[start]

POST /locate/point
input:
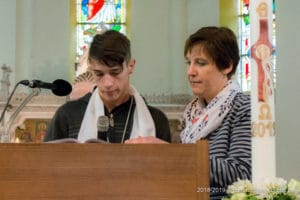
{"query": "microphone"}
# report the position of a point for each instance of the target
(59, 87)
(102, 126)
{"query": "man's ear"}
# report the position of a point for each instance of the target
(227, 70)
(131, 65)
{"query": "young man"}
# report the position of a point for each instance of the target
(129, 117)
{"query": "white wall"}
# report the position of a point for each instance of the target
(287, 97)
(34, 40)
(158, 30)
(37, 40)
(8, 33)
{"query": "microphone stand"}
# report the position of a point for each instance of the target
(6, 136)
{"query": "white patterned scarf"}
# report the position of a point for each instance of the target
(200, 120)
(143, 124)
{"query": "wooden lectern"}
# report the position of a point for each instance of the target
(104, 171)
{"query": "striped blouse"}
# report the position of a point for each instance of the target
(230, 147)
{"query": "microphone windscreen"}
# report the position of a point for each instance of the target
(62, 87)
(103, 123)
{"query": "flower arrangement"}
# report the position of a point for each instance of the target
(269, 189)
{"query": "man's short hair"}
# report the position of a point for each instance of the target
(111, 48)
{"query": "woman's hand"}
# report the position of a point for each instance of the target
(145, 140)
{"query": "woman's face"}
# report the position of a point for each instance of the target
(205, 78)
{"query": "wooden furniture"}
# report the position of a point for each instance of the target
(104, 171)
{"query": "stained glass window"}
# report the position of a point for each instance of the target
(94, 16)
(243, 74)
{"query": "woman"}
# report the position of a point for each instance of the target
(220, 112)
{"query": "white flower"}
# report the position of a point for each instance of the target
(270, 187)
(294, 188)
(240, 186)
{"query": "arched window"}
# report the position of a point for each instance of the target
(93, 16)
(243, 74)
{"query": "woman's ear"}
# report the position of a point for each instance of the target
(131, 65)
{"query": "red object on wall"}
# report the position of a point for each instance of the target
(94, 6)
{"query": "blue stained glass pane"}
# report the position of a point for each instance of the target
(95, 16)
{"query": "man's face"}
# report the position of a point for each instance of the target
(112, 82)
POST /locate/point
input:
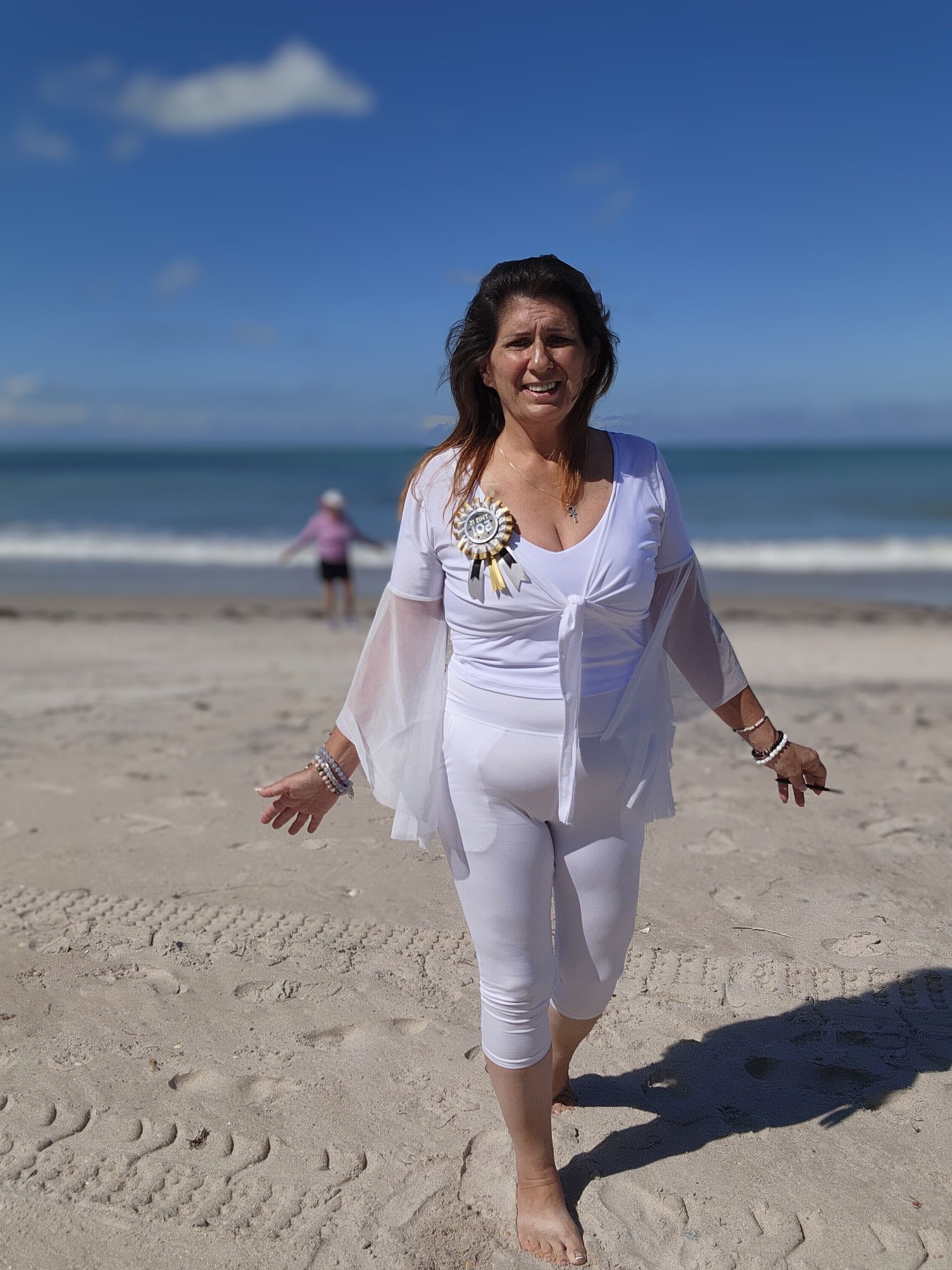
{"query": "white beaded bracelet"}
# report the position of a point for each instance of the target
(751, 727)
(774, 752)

[end]

» TASK INSTRUCTIONS:
Pictures in the records above are not copied; print everything else exactly.

» ANSWER FOR THE TASK:
POST /locate/point
input:
{"query": "microphone"}
# report the position of a point for each instance of the target
(59, 87)
(102, 126)
{"query": "man's ear"}
# report the position of a point for each instance of the target
(227, 70)
(131, 65)
{"query": "young man"}
# report the position of a point for each instance of the target
(129, 117)
{"query": "white wall"}
# report the position of a point for each instance of the target
(287, 97)
(34, 40)
(158, 30)
(37, 40)
(8, 33)
{"query": "microphone stand"}
# report the position of a point for each instance of the target
(6, 136)
{"query": "white patterned scarf"}
# report the position of a point for each instance of the target
(200, 120)
(143, 124)
{"query": "wooden lectern"}
# report the position of a point for each instance of the target
(104, 171)
{"query": "striped blouse"}
# report the position of a point for each instance of the target
(230, 147)
{"query": "microphone windscreen"}
# report the position of a point for each instance of the target
(62, 87)
(103, 123)
{"query": "flower arrangement"}
# report the position of a point for each instance of the target
(269, 189)
{"query": "man's short hair"}
# report the position of a point for each instance of the target
(111, 48)
{"query": "woman's hand"}
# report the position of a point for each instance of the target
(145, 140)
{"query": "woman's face"}
# report the position of a point for each instance of the target
(205, 78)
{"query": "wooden furniture"}
# report the position of a point for each instance of the target
(104, 171)
{"query": "stained glass window"}
# report the position of a point for each instance of the target
(94, 16)
(243, 74)
{"query": "woman"}
# report the position of a point for each instance of the target
(220, 112)
{"query": "white flower"}
# report the position of a point for each instance of the target
(270, 187)
(294, 188)
(240, 186)
{"query": "arched window"}
# report the position of a point for each instance of the target
(93, 16)
(243, 74)
{"query": "woman's ear"}
# report the position of a point for each instance of the target
(131, 65)
{"query": "red object on wall"}
# report the position of a point for each instance of the target
(94, 6)
{"query": "blue stained glass pane"}
# report the position of a point for each instance of the target
(95, 16)
{"query": "man's face"}
# report the position of a point for each instance of the target
(112, 82)
POST /locate/point
input:
{"query": "white beaded bracelet"}
# report the position of a point for each instance of the target
(751, 727)
(774, 752)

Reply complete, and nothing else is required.